#### Data excerpts ####

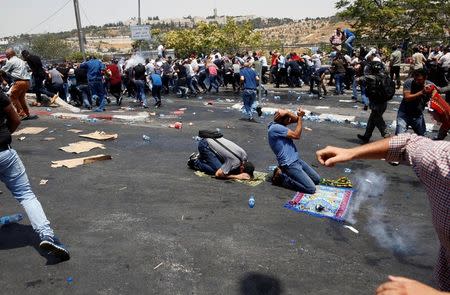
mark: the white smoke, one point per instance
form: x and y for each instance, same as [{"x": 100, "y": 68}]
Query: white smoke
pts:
[
  {"x": 134, "y": 60},
  {"x": 368, "y": 186}
]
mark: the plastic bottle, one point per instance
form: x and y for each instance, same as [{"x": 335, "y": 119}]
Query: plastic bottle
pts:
[
  {"x": 251, "y": 201},
  {"x": 11, "y": 219}
]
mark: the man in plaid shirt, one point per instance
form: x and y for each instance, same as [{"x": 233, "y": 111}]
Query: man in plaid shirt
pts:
[{"x": 431, "y": 163}]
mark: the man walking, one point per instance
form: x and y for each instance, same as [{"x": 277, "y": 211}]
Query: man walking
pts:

####

Description of the task: Reproduce every line of the material above, requests included, scaling each x and y coordinate in the answers by 2.45 and rounding to whole numbers with halves rounded up. Keep the numbers in the requests and their format samples as they are, and leave the pictures out.

Finished task:
mark: the white smoke, one point per instance
form: x and y for each instance, same as [{"x": 100, "y": 68}]
Query: white smoke
pts:
[
  {"x": 328, "y": 147},
  {"x": 902, "y": 456}
]
mark: the plastic bottle, one point per instance
form: x and y for each instance, same as [{"x": 335, "y": 119}]
Query: plastic bottle
pts:
[
  {"x": 615, "y": 492},
  {"x": 27, "y": 537}
]
mark: the man in plaid shirt, one point per instance
form: x and y for each instance, same as [{"x": 233, "y": 111}]
Query: man in plaid shirt
pts:
[{"x": 1056, "y": 399}]
mark: the man walking, one point per instance
form: x and y for each instance, same as [{"x": 277, "y": 211}]
Query: man walking
pts:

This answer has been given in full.